The problem ->
Rescale the records between the lines containing "Where can the woman with" and "x=678, y=729", inclusive, reproducing every line with its request: multiply each x and y coordinate in the answers by 1.85 and round to the nearest whole number, with halves rounded up. Leave the requests and their format samples unchanged.

Supplied material ->
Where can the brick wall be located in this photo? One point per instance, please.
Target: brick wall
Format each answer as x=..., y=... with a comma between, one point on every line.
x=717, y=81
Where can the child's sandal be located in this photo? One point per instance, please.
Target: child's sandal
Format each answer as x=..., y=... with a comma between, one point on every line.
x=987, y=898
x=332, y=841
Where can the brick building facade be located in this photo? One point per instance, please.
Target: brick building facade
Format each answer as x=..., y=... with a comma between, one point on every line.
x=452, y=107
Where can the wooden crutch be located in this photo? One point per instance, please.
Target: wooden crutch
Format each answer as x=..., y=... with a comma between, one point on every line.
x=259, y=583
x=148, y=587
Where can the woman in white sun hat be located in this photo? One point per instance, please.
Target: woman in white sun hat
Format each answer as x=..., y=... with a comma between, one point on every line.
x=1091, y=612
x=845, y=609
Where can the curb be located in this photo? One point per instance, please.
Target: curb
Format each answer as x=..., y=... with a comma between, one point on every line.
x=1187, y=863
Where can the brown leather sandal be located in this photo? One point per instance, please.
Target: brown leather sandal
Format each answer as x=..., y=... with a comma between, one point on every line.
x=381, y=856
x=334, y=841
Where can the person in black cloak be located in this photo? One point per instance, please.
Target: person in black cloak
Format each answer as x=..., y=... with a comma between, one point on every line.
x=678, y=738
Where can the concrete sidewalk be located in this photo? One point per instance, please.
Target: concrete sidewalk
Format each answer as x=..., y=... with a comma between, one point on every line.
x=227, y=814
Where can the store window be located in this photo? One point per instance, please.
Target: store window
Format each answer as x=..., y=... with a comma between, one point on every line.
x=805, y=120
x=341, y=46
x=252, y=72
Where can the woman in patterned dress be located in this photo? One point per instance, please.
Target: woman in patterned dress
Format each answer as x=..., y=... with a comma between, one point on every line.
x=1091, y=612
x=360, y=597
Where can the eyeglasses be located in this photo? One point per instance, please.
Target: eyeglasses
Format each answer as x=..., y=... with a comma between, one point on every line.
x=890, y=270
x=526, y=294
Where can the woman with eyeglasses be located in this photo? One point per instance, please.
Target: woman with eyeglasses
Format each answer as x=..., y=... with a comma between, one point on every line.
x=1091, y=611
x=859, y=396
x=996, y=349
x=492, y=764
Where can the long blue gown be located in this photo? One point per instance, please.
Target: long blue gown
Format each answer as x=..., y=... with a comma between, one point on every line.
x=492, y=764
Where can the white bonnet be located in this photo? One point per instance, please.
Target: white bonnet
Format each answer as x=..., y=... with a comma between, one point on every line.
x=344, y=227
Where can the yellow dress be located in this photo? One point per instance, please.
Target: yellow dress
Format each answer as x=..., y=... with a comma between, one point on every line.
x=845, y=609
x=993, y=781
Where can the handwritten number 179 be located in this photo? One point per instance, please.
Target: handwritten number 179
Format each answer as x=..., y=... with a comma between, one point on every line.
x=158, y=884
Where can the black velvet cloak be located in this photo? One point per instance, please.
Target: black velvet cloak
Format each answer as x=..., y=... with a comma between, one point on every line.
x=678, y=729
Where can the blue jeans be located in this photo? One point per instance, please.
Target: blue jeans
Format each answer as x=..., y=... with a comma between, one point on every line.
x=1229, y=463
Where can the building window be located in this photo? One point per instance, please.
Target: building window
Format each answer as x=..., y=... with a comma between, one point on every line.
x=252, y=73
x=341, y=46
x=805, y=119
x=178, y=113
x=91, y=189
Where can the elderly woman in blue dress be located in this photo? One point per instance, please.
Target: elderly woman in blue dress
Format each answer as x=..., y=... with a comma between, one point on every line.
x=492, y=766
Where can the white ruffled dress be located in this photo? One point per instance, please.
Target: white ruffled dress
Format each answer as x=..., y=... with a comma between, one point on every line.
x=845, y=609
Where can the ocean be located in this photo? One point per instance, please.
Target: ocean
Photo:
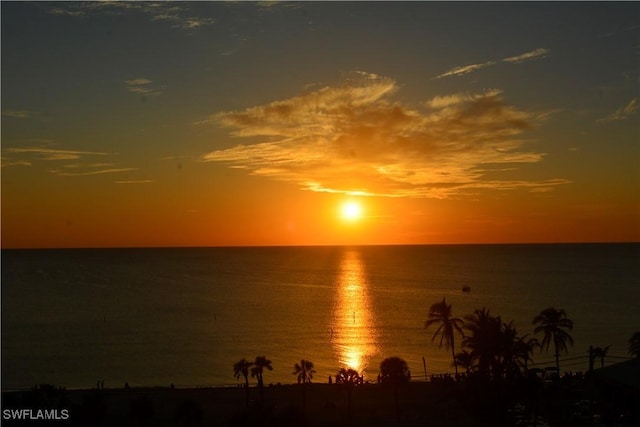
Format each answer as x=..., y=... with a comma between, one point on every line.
x=184, y=316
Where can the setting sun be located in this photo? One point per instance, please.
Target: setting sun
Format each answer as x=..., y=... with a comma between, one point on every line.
x=351, y=211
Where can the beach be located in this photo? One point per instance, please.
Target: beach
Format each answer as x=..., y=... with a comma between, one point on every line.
x=570, y=400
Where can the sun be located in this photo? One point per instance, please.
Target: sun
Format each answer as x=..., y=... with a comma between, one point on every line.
x=351, y=211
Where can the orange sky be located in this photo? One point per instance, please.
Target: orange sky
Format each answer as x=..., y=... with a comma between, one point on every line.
x=179, y=128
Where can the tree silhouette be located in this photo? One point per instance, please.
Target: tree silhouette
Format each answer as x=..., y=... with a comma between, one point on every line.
x=440, y=314
x=525, y=347
x=485, y=340
x=348, y=378
x=601, y=353
x=305, y=372
x=466, y=359
x=259, y=365
x=634, y=345
x=241, y=368
x=394, y=371
x=555, y=326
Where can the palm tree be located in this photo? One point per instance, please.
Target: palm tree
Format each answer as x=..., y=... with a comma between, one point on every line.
x=259, y=365
x=485, y=340
x=555, y=326
x=394, y=371
x=525, y=348
x=634, y=345
x=348, y=378
x=466, y=359
x=601, y=353
x=305, y=372
x=241, y=368
x=440, y=313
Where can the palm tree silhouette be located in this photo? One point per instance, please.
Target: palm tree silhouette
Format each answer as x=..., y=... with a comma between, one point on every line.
x=348, y=378
x=259, y=365
x=305, y=372
x=440, y=313
x=485, y=339
x=525, y=348
x=634, y=345
x=554, y=324
x=601, y=353
x=394, y=371
x=466, y=359
x=241, y=368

The response ->
Where can the woman with eyeglasses be located in this photo? One point per instance, please.
Target: woman with eyeglasses
Format each answer as x=..., y=... with a comma between, one point on every line.
x=2018, y=1130
x=1589, y=733
x=1843, y=646
x=910, y=1413
Where can the long blue gown be located in this photo? One point per instance, please.
Target: long blue gown
Format each answer as x=..., y=... with a comma between, one point on every line.
x=910, y=1413
Where can the white bonnet be located in this photo? One point per instance, please.
Target: white bonnet
Format each answer as x=..., y=... with a comma between, one point on every line.
x=636, y=420
Where can the yellow dress be located in this photo? One point per instance, please.
Target: yellow dress
Format each answer as x=..., y=... with a comma between, one point on every line.
x=1563, y=1127
x=1837, y=1445
Where can the handwritten number 179 be located in this photo? One point per instance, please.
Target: handwritten number 179
Format each answer as x=..., y=... with a comma between, one point on every line.
x=292, y=1635
Where can the black velvet cloak be located in this photo? One point per instance, please.
Target: black velvet cloak
Format each answer as x=..., y=... with a comma between, one point on every line.
x=1254, y=1349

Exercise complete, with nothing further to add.